▸ **Problem statement**: Rewrite the listing below as a JSON list of strings, one string per line, with blank lines omitted. Include every line of the listing but leave out the picture.

▸ **Information provided**:
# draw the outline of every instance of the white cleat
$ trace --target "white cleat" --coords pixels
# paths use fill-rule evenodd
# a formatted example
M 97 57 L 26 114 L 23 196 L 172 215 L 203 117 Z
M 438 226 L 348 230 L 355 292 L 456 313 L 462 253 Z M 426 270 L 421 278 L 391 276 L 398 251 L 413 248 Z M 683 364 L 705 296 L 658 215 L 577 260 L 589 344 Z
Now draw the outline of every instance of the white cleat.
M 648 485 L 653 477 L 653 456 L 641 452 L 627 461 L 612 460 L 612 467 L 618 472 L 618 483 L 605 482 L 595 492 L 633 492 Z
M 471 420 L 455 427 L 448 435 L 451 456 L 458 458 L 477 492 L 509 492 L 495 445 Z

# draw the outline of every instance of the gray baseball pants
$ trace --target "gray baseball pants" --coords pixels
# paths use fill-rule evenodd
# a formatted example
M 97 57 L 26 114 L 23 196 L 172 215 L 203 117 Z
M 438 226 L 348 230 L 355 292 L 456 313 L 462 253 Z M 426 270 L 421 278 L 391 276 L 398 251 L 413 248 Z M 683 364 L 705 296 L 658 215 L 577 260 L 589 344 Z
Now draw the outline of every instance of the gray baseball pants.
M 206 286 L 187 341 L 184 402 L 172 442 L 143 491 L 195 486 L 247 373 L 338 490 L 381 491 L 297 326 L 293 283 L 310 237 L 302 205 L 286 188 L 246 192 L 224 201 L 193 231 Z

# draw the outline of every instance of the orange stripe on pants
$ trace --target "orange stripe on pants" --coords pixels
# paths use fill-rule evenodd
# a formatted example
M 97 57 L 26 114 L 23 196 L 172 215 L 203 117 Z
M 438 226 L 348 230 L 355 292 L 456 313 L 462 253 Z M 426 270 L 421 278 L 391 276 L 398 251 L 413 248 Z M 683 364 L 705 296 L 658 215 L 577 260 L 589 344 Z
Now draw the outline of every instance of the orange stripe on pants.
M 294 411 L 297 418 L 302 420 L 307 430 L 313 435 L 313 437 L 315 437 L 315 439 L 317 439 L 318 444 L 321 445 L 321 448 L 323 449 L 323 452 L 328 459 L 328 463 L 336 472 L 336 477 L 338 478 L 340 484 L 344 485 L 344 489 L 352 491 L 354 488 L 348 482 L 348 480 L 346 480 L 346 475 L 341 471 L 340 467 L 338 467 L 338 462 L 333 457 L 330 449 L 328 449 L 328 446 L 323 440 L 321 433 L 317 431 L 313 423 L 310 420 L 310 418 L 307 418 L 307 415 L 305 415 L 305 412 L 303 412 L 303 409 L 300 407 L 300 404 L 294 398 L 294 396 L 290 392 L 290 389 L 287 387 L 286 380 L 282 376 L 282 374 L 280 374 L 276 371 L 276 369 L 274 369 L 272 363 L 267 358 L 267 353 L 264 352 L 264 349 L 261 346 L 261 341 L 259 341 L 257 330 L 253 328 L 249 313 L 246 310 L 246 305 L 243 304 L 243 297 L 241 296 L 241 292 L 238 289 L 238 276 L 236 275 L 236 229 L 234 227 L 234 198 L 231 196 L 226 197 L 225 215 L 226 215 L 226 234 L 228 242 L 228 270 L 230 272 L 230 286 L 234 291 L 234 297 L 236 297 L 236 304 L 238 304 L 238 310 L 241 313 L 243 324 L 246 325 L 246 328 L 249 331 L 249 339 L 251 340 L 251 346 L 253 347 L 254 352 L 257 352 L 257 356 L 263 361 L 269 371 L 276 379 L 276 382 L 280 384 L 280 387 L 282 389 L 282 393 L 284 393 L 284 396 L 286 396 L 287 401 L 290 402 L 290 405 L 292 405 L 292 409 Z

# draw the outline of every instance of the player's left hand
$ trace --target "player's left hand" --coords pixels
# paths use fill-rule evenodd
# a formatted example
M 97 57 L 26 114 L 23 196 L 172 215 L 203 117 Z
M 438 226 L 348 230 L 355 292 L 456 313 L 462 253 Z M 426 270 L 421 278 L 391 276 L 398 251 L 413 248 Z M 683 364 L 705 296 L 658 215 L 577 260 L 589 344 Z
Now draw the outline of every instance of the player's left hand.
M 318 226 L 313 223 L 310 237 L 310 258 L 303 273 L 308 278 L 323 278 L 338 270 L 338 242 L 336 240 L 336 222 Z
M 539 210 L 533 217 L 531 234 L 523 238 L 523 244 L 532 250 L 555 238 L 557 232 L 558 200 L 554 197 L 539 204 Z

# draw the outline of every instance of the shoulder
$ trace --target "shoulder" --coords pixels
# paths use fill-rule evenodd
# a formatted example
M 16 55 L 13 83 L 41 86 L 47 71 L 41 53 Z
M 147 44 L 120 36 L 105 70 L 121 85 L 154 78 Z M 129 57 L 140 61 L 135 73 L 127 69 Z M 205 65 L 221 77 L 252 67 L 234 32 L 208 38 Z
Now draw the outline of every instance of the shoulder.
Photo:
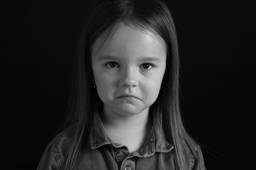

▸ **Solution**:
[
  "# draw the outline of every instance of the white cleat",
  "$ trace --target \"white cleat\" --coords pixels",
  "# paths use fill-rule evenodd",
  "# a formatted example",
  "M 97 57 L 26 114 L 23 196 L 172 215 L 203 117 Z",
  "M 438 226 L 348 230 L 355 292 L 456 313 L 462 253 Z M 426 270 L 421 278 L 391 276 L 398 251 L 413 248 Z M 683 364 L 705 296 L 658 215 L 577 260 L 589 344 Z",
  "Now draw the outline of every instance of the white cleat.",
  "M 648 485 L 653 477 L 653 456 L 641 452 L 627 461 L 612 460 L 612 467 L 618 472 L 618 483 L 605 482 L 595 492 L 633 492 Z",
  "M 471 420 L 455 427 L 448 435 L 451 456 L 458 458 L 477 492 L 509 492 L 495 445 Z",
  "# draw the outline of every instance of the gray baseball pants",
  "$ trace --target \"gray baseball pants\" --coords pixels",
  "# paths use fill-rule evenodd",
  "# a formatted example",
  "M 97 57 L 26 114 L 23 196 L 172 215 L 203 117 Z",
  "M 438 226 L 348 230 L 355 292 L 456 313 L 462 253 Z M 426 270 L 421 278 L 391 276 L 398 251 L 413 248 Z M 683 364 L 705 296 L 658 215 L 577 260 L 589 344 Z",
  "Now draw the outline of every instance of the gray baseball pants.",
  "M 206 286 L 187 341 L 184 402 L 172 442 L 143 491 L 195 486 L 247 373 L 338 490 L 381 491 L 297 326 L 293 283 L 310 237 L 302 205 L 286 188 L 246 192 L 224 201 L 193 231 Z",
  "# draw the outline of every instance of the orange stripe on pants",
  "$ trace --target \"orange stripe on pants\" --coords pixels",
  "# paths use fill-rule evenodd",
  "# a formatted example",
  "M 97 57 L 26 114 L 23 196 L 172 215 L 203 117 Z",
  "M 438 226 L 348 230 L 355 292 L 456 313 L 462 253 Z M 426 270 L 421 278 L 391 276 L 398 251 L 413 248 Z M 683 364 L 705 296 L 658 215 L 577 260 L 589 344 Z",
  "Now draw the outline of every instance of the orange stripe on pants.",
  "M 294 411 L 297 418 L 302 420 L 307 430 L 313 435 L 313 437 L 315 437 L 315 439 L 317 439 L 318 444 L 321 445 L 321 448 L 323 449 L 323 452 L 328 459 L 328 463 L 336 472 L 336 477 L 338 478 L 340 484 L 344 485 L 344 489 L 352 491 L 354 488 L 348 482 L 348 480 L 346 480 L 346 475 L 341 471 L 340 467 L 338 467 L 338 462 L 333 457 L 330 449 L 328 449 L 328 446 L 323 440 L 321 433 L 317 431 L 313 423 L 310 420 L 310 418 L 307 418 L 307 415 L 305 415 L 305 412 L 303 412 L 303 409 L 300 407 L 300 404 L 294 398 L 294 396 L 290 392 L 290 389 L 287 387 L 286 380 L 282 376 L 282 374 L 280 374 L 276 371 L 276 369 L 274 369 L 272 363 L 267 358 L 267 353 L 264 352 L 264 349 L 261 346 L 261 341 L 259 341 L 257 330 L 253 328 L 249 313 L 246 310 L 246 305 L 243 304 L 243 297 L 241 296 L 241 292 L 238 289 L 238 276 L 236 275 L 236 229 L 234 227 L 234 198 L 231 196 L 226 197 L 225 215 L 226 215 L 226 234 L 228 242 L 228 270 L 230 272 L 230 286 L 234 291 L 234 297 L 236 297 L 236 304 L 238 304 L 238 310 L 241 313 L 243 324 L 246 325 L 246 328 L 249 331 L 249 339 L 251 340 L 251 346 L 253 347 L 254 352 L 257 352 L 257 356 L 263 361 L 269 371 L 276 379 L 276 382 L 280 384 L 280 387 L 282 389 L 282 393 L 284 393 L 284 396 L 286 396 L 287 401 L 290 402 L 290 405 L 292 405 L 292 409 Z",
  "# draw the outline of every instance of the player's left hand",
  "$ trace --target \"player's left hand\" --coords pixels",
  "# paths use fill-rule evenodd",
  "# a formatted example",
  "M 97 57 L 26 114 L 23 196 L 172 215 L 203 117 Z",
  "M 438 226 L 348 230 L 355 292 L 456 313 L 462 253 Z M 426 270 L 421 278 L 391 276 L 398 251 L 413 248 Z M 683 364 L 705 296 L 658 215 L 577 260 L 589 344 Z",
  "Now draw the outline of every instance of the player's left hand.",
  "M 318 226 L 313 223 L 310 237 L 310 258 L 303 273 L 308 278 L 323 278 L 338 270 L 338 242 L 336 240 L 336 222 Z",
  "M 539 210 L 533 217 L 531 234 L 523 238 L 523 244 L 532 250 L 555 238 L 557 232 L 558 200 L 554 197 L 539 204 Z",
  "# draw the outline of every instance of the shoulder",
  "$ trace --target \"shoulder\" --coords pixels",
  "# paths use fill-rule evenodd",
  "# a formatted example",
  "M 16 55 L 13 83 L 41 86 L 47 71 L 41 53 Z",
  "M 147 44 L 120 36 L 105 70 L 121 85 L 154 78 Z M 129 57 L 140 61 L 135 73 L 127 69 Z M 205 65 L 221 77 L 252 67 L 234 32 L 208 38 Z",
  "Now draw the outline of every instance of the shoulder.",
  "Photo:"
]